Die Genealogie der Karolinger

Sonnendeck

Neues Mitglied
Hallo zusammen,

mh. Ich brühte über dem Thema "Die Genealogie der Karolinger", wobei es eher um das genealogische Bewußtsein der Leute geht, als die Aneinanderreihung der Hausmeier/Könige.
Die haben sich ja alle auf Arnulf als Heiligen bezogen, es soll aber ja eine kurze und eine lange Genealogie existieren. Die Gründe lagen wohl in der Christianisierung, ist das korrekt? Hat jmd. evtl. Literaturtipps / Webseiten die das Thema behandeln, Tipps und wissenswertes über die genealogie der Karolinger?
Ich würd mich sehr, sehr sehr und sehr sehr zum Quadrat freuen!
 
Herkunft der Karolinger

Es gibt da eine kuriose Überlieferung über die Herkunft der Karolinger:
Nach der Legende eines obskuren Heiligen unter den Ahnen Karls des Grossen, der Vita S. Gundulfi (Acta Sanctorum, Julii VII).
Danach war Arnulf von Metz, der Sohn eines "Bodegisclus Dux" und Enkel des merovingischen Thronprärendenten "Mundericus" (siehe Gregor v.Tours, H.F. III,14).
Dieser aber sei wiederum ein Enkel fes "Sigebert, der Hinker,König on Köln", einem angeblichen Verwandten Chlodwigs.
Die zeitlichen Abstände sind allerdings so gross, dass vier Generationen zwiscgen Sigebert und Arnulf nicht ausreichen.Andererszits ist das kein Grund, diese Quelle zu verwerfen. Also?
Ich habe acht oder neun Bücher zum Thema "Franken- Merowinger-Karolinger" gelesen, aber ich habe diese Information nirgendwo erwähnt gefunden, weder im positiven, noch im negatien Sinn.
 
Das klingt interessant. Ich werde mal versuchen da etwas drüber zu finden, oder ist das einfach zu absurd?
Welche Bücher hast Du denn gelesen die einen guten Überblick geben und auch tief genug in das Thema Genealogie und ihre Bedeutung für die Karolinger (das genealogische Bewußtsein) eintauchen?
 
Ich habe acht oder neun Bücher zum Thema "Franken- Merowinger-Karolinger" gelesen, aber ich habe diese Information nirgendwo erwähnt gefunden, weder im positiven, noch im negatien Sinn.

**ZU ERLEDIGEN**
A: Würden Sie aus dem Text über die Genealogie der Karolinger den Abschnitt abschreiben, der bei „Dieser aber sei“ beginnt und bei „einfach zu absurd?“ endet?
B: Wie geht der Text über die Genealogie der Karolinger nach seinem letzten Satz weiter? Schreiben Sie die Fortsetzung.
Die Einträge haben mit dem Text über die Genealogie der Karolinger nichts zu tun.

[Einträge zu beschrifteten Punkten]
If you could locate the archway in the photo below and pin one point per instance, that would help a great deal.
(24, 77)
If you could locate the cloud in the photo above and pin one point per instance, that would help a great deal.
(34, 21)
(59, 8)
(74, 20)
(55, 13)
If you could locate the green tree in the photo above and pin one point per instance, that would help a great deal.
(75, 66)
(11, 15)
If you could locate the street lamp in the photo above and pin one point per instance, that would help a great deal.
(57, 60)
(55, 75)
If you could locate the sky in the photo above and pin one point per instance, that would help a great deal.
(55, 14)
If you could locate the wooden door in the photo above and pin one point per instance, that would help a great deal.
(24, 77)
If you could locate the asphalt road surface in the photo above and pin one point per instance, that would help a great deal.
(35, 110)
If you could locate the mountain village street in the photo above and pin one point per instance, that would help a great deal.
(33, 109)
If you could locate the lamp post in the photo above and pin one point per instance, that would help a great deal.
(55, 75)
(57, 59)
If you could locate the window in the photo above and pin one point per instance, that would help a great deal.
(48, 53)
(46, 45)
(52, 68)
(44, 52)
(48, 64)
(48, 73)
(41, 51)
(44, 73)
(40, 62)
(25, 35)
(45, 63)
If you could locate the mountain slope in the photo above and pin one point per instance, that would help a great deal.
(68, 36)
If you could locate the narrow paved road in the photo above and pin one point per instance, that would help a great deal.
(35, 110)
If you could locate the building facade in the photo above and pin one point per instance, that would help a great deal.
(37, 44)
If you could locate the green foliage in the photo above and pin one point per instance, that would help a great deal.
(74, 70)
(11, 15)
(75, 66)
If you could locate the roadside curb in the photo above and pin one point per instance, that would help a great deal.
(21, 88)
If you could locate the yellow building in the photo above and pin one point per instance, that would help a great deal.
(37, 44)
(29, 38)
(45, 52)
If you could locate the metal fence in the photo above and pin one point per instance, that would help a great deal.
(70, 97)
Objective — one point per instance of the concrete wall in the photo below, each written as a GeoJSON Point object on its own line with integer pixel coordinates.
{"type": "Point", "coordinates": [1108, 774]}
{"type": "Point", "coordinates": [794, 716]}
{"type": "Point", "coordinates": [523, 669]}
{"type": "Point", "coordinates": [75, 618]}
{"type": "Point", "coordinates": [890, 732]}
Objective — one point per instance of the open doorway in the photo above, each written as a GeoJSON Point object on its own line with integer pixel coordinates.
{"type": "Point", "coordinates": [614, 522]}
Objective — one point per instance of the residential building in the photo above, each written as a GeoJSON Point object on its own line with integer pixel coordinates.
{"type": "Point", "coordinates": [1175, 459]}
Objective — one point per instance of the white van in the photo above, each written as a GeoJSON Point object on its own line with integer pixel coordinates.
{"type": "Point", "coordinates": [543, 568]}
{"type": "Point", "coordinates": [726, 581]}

**DIE LÖSUNGEN**
A:
Dieser aber sei wiederum ein Enkel fes "Sigebert, der Hinker,König on Köln", einem angeblichen Verwandten Chlodwigs.
Die zeitlichen Abstände sind allerdings so gross, dass vier Generationen zwiscgen Sigebert und Arnulf nicht ausreichen.Andererszits ist das kein Grund, diese Quelle zu verwerfen. Also?
Ich habe acht oder neun Bücher zum Thema "Franken- Merowinger-Karolinger" gelesen, aber ich habe diese Information nirgendwo erwähnt gefunden, weder im positiven, noch im negatien Sinn.
 
Das klingt interessant. Ich werde mal versuchen da etwas drüber zu finden, oder ist das einfach zu absurd?

B:
Also ich schon, aber es ist auch wirklich nur eine Erwähnung: http://www.geschichtsforum.de/206124-post48.html

Ich hatte die genealogischen Bruchstücke, wie dort erwähnt, Rudolf Schieffers Monographie über Die Karolinger (Kohlhammer-Verlag, 1992/ 3. Auflage, S.11) Ich sehe aber gerade einen von mir gemachten Fehler: Bei Schieffer heißt es, daß in der Genealogie der Vater des Bischofs Arnulf von Metz ein gewisser Arnoald war; dieser aber war aber der erstgeborene Sohn von Anspert und Blithilt, der Tochter eines Frankenkönigs Chlothar - gemeint ist hier Chlotahr I. In dieser Version - Schieffer nennt sie die Metzer Genealogie - wird übrigens auch ein Modericus als Bruder Arnoalds erwähnt.

Vielleicht hilft die Dissertation von Otto Gerhard Oexle über Die Karolinger und die Stadt des heiligen Arnulf (Frühmitellealterliche Studien 1/ 1967, S. 250-364) weiter. Als mittelalterliche Quelle der Genealogie dient vielleicht das Liber de episcopis Mettensibus des für seine Langobardengeschichte bekannteren Paulus Diaconus sein.

Der User Bruno hatte meine Frage zu der von ihm angeführten Genealogie (http://www.geschichtsforum.de/206496-post53.html) so beantwortet, daß Anspert, der eine Merowingertochter ehelichte, demnach ein Enkel von dem gewissen Alberon von Mons war, der wiederum ein Sohn Chlodions gewesen sein sollte.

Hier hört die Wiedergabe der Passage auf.